§ What is asked: Transcribe each record below word for word.

§ Entries:
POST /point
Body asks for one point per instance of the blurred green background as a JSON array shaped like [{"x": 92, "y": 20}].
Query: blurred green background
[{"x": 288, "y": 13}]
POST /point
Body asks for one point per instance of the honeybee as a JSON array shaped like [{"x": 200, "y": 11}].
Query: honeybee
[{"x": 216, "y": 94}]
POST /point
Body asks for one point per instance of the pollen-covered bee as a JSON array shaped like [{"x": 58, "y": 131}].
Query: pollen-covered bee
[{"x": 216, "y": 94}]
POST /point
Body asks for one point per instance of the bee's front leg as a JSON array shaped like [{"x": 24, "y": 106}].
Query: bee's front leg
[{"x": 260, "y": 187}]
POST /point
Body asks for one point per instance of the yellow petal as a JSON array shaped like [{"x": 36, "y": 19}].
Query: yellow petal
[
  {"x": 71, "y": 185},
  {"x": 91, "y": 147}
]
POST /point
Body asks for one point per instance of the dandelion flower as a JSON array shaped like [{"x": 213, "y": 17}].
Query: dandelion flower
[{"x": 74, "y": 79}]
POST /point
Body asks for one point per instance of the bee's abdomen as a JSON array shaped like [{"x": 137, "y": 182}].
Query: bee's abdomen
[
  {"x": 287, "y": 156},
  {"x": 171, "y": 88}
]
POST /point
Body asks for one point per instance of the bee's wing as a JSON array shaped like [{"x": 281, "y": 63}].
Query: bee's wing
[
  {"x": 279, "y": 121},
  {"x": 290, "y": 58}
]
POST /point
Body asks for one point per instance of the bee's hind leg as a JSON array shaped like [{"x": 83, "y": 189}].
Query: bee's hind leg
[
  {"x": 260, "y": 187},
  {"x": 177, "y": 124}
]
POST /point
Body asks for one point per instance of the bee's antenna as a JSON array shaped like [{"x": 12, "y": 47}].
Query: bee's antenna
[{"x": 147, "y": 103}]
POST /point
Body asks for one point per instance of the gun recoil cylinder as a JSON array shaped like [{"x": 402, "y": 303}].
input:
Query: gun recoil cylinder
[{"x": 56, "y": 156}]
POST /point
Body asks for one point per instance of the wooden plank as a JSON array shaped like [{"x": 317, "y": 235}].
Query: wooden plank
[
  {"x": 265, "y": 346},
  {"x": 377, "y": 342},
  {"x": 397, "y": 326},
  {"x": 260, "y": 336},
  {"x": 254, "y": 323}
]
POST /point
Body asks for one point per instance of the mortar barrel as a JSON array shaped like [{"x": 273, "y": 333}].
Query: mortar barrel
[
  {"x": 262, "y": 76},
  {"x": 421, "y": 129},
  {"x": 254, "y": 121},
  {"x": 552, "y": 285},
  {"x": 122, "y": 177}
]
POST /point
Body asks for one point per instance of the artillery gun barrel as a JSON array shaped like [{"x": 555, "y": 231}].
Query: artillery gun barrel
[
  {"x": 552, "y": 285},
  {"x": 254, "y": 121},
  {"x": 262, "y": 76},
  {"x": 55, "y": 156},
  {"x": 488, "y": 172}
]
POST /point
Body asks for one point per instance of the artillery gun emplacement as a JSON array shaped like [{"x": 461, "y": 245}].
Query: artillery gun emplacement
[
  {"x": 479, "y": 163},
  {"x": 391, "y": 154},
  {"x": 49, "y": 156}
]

§ Reply:
POST /point
Body asks for one point per instance of the blurred green background as a JSON array shaped like [{"x": 92, "y": 20}].
Query: blurred green background
[{"x": 288, "y": 13}]
POST /point
Body asks for one point per instance of the honeybee as a JSON array shaped like [{"x": 200, "y": 11}].
Query: honeybee
[{"x": 216, "y": 94}]
POST /point
Body asks for one point per instance of the pollen-covered bee as a JSON array shaped like [{"x": 58, "y": 131}].
Query: pollen-covered bee
[{"x": 216, "y": 94}]
POST /point
Body asks for one point per instance of the bee's front leg as a JSON array shaped like [{"x": 24, "y": 106}].
Query: bee's front leg
[{"x": 260, "y": 187}]
POST /point
Body asks for one point per instance of the yellow petal as a JSON array shaped like [{"x": 36, "y": 19}].
Query: yellow petal
[
  {"x": 71, "y": 185},
  {"x": 91, "y": 147}
]
POST /point
Body asks for one point per instance of the dandelion flower as a JSON array shaped like [{"x": 213, "y": 17}].
Query: dandelion flower
[{"x": 74, "y": 79}]
POST /point
Body asks for one point per instance of the bee's abdomen as a JSON array shaped like [{"x": 137, "y": 182}].
Query: bee's abdomen
[
  {"x": 287, "y": 156},
  {"x": 171, "y": 88}
]
POST /point
Body asks for one point per instance of the bee's wing as a JSON array shaped like [{"x": 281, "y": 63}].
Query: bee's wing
[
  {"x": 279, "y": 121},
  {"x": 290, "y": 58}
]
POST /point
Body asks for one point per instance of the bee's hind leg as a JSON array shaped like [{"x": 83, "y": 189}].
Query: bee's hind leg
[
  {"x": 260, "y": 187},
  {"x": 177, "y": 124}
]
POST /point
Body asks for one point per instance of the bee's antenna as a JSON array shaped like [{"x": 12, "y": 47}].
Query: bee's antenna
[{"x": 147, "y": 103}]
POST /point
Body asks for one point per instance of the gun recoil cylinder as a JSON array shaped like [{"x": 402, "y": 303}].
input:
Query: gun recoil cylinder
[{"x": 56, "y": 156}]
POST /point
Body asks for one point per instance of the wooden plank as a JSON array shaped like [{"x": 317, "y": 235}].
Query: wooden plank
[
  {"x": 265, "y": 346},
  {"x": 377, "y": 342},
  {"x": 397, "y": 326},
  {"x": 260, "y": 336},
  {"x": 254, "y": 323}
]
POST /point
Body asks for one point per instance of the mortar barrel as a JSON array shaped like [{"x": 273, "y": 333}].
Query: mortar barrel
[
  {"x": 262, "y": 76},
  {"x": 421, "y": 129},
  {"x": 254, "y": 121},
  {"x": 552, "y": 285},
  {"x": 122, "y": 177}
]
POST /point
Body asks for one point per instance of the artillery gun barrel as a JSON array shaped like [{"x": 555, "y": 231}].
Query: artillery gun barrel
[
  {"x": 552, "y": 285},
  {"x": 254, "y": 121},
  {"x": 262, "y": 76},
  {"x": 55, "y": 156},
  {"x": 488, "y": 172}
]
POST /point
Body asks for one point per instance of the artillery gun emplacement as a JSON array shaped like [{"x": 461, "y": 245}].
Query: artillery gun emplacement
[
  {"x": 479, "y": 163},
  {"x": 391, "y": 154},
  {"x": 49, "y": 156}
]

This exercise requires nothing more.